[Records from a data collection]
•••

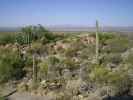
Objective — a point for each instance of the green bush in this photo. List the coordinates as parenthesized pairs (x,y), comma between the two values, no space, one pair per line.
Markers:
(7,38)
(11,65)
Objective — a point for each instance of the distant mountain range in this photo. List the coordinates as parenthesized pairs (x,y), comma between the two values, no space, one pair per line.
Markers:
(73,29)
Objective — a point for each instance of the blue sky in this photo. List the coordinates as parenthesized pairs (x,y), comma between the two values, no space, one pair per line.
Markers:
(66,12)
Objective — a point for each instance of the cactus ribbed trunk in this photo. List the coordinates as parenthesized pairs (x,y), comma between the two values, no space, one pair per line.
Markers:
(34,71)
(97,43)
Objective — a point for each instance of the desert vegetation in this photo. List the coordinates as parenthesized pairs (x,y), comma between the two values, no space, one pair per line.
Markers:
(76,66)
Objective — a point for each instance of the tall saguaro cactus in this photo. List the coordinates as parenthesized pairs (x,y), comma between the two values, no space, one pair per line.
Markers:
(34,71)
(97,42)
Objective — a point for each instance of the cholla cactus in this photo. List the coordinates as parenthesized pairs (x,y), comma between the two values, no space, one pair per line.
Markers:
(97,42)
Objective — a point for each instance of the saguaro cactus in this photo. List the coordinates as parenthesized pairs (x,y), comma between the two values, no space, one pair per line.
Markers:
(97,42)
(34,70)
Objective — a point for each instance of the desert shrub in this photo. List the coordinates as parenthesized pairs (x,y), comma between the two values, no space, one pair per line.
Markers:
(103,37)
(119,79)
(11,65)
(7,38)
(36,47)
(117,45)
(114,58)
(70,64)
(43,65)
(2,98)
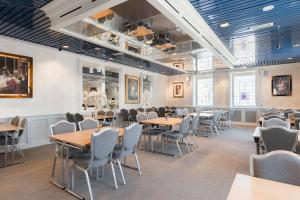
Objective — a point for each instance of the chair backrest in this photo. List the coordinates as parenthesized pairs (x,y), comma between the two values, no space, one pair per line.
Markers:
(110,113)
(274,116)
(102,145)
(275,122)
(141,109)
(282,166)
(132,136)
(185,125)
(133,114)
(152,115)
(194,123)
(15,121)
(78,117)
(161,112)
(141,117)
(149,110)
(88,124)
(62,127)
(70,117)
(279,138)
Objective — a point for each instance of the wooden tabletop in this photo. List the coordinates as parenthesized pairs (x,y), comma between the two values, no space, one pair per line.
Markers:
(251,188)
(8,128)
(80,138)
(163,121)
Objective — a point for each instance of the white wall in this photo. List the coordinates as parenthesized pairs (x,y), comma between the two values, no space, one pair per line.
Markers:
(57,81)
(222,88)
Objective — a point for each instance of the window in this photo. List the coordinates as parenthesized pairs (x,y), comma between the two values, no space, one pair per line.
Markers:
(243,89)
(205,91)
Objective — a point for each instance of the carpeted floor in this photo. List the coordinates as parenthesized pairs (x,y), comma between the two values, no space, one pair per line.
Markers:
(206,173)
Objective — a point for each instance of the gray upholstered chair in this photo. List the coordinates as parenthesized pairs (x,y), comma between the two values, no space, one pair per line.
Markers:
(102,145)
(60,128)
(274,116)
(179,135)
(275,122)
(128,146)
(195,128)
(88,124)
(282,166)
(279,138)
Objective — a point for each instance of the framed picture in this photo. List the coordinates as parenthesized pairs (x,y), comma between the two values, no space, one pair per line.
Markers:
(132,89)
(282,85)
(178,90)
(179,65)
(15,76)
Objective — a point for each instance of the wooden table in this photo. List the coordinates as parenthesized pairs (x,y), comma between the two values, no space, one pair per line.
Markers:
(251,188)
(162,121)
(8,129)
(79,139)
(256,137)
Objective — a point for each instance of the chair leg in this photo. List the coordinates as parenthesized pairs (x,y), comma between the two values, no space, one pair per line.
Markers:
(89,184)
(53,167)
(137,164)
(179,149)
(114,175)
(121,171)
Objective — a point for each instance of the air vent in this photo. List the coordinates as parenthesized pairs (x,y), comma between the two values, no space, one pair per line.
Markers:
(70,12)
(191,25)
(172,6)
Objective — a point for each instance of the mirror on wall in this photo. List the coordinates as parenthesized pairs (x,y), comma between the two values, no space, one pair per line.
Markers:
(94,97)
(146,98)
(112,88)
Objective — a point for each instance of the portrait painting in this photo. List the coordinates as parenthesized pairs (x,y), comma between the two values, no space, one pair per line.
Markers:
(15,76)
(132,89)
(178,90)
(282,85)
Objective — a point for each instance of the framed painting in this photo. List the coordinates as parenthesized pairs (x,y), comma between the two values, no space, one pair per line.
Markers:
(282,85)
(132,89)
(178,90)
(16,79)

•••

_TASK BRIEF_
Your copy should hold every record word for word and none of the pictures.

_SOLUTION FOR THIS TASK_
Objective — a point for each instance of the green bush in this photo. List the coordinates as parenthesized pairs (x,y), comma between the two values, no space, one pair per line.
Markers:
(7,38)
(11,65)
Objective — a point for each instance of the distant mountain range in this photo. List the coordinates as parenthesized pairs (x,y), comma between the two values, no space, one pair per line.
Markers:
(73,29)
Objective — a point for each instance of the blue sky in this photo. List the coordinates as parenthesized pairs (x,y), comma between the two values, no space, one pair per line.
Markers:
(66,12)
Objective — a point for each instance of the cactus ribbed trunk in this photo. List the coordinates as parenthesized pairs (x,y), comma between the two values, no space, one pair per line.
Markers:
(34,71)
(97,43)
Objective — a point for each instance of the desert vegetation in this photo. List the coordinates as parenthesized pairs (x,y), comma between the two values, no space, one pair per line.
Markers:
(76,66)
Objective — a point for each instance of the tall saguaro cactus in this photo. List the coordinates as parenthesized pairs (x,y), comma between the two values, no space, one pair per line.
Markers:
(34,71)
(97,42)
Objective — a point for each instance of the cholla cactus in this photo. List the coordinates as parenthesized pairs (x,y), comma between the two values, no space, one pair per line.
Markers:
(97,42)
Objective — a point for each instance of the saguaro cactus in this photo. List the coordinates as parenthesized pairs (x,y), comma between the two values, no space, one pair per line.
Markers:
(97,42)
(34,70)
Objective — a point for each instance of the desert shrub in this photo. List the coordinates as parenthesized pairs (x,y), comma between the two values, no space, one pair per line.
Markers:
(103,37)
(119,79)
(11,65)
(7,38)
(36,47)
(117,45)
(114,58)
(70,64)
(43,65)
(2,98)
Objective — a point for each instance of the chair backrest in this photo. List the coordinates as parenthesized pairs (x,y), comma between the two values, no space, one pair per line.
Markers:
(110,113)
(274,116)
(102,145)
(275,122)
(141,109)
(282,166)
(132,136)
(185,125)
(133,114)
(152,115)
(194,123)
(15,121)
(78,117)
(161,112)
(141,117)
(149,110)
(88,124)
(62,127)
(70,117)
(279,138)
Objective — a point for each instance of the wooden tabletop in this photo. List the coordinates as parenthesized pairs (x,y), comma between the two values, no space, one pair per line.
Markers:
(251,188)
(8,128)
(80,138)
(163,121)
Objective — a point for each instance of the white wall in this photo. List the coordinates as parenthesized pairs (x,y), comma between the two values, no space, one pair per line.
Markers:
(57,81)
(222,88)
Objective — a point for each instance of the window in this photo. List the coordinates as parenthesized pairs (x,y), comma between the two values, no space, one pair per line.
Markers:
(243,89)
(205,91)
Objective — a point for each instance of the carpeted floor in this photo. List the coordinates as parenthesized pairs (x,y), comma between the two values, no space, one pair per line.
Markers:
(206,173)
Objective — a point for each instance of the gray upholstered chair in this photo. List the coordinates as parenthesized pairs (x,y), comma between the two values, no space, one pair per line.
Markers:
(102,145)
(60,128)
(274,116)
(179,135)
(275,122)
(128,146)
(195,128)
(88,124)
(282,166)
(279,138)
Objective — a point for each instance of the framed picture in this photo. List the coordinates as parenthesized pairs (x,y), comma between the two values, no space, one pair per line.
Markers:
(132,89)
(282,85)
(178,90)
(179,65)
(15,76)
Objective — a point for each instance of the wooden table in this photo. List the coordinates as parenthesized pairs (x,y), comma between the two values, no space, one pair per line.
Markers:
(251,188)
(162,121)
(8,129)
(79,139)
(256,137)
Objective — a point for each instance of the chair leg in this photo. List the coordinates as parenthesized pairs (x,y), comma between the two values, no space, one pair per line.
Markers:
(89,184)
(53,167)
(137,164)
(179,149)
(114,175)
(121,171)
Objective — a point for each instance of the air vent in this photo. List the coordinates as parenthesized pairs (x,y), comma between the two values, no space, one pair per line.
Markers:
(70,12)
(191,25)
(172,6)
Objective — a point for each instance of the mirror on wall in this photo. List the coordinates as parenthesized pairs (x,y), comma between the two values, no space, one pair per line.
Markers:
(94,97)
(146,98)
(112,88)
Objective — a point for each instance of the portrait painting in this photo. List the coordinates as parenthesized pairs (x,y), comma between the two values, no space, one pair per line.
Markers:
(15,76)
(132,89)
(178,90)
(282,85)
Objective — a point for each instance of the framed painting in this photo. List the coordinates as parenthesized pairs (x,y), comma between the two values, no space, one pair per line.
Markers:
(282,85)
(132,89)
(178,90)
(16,79)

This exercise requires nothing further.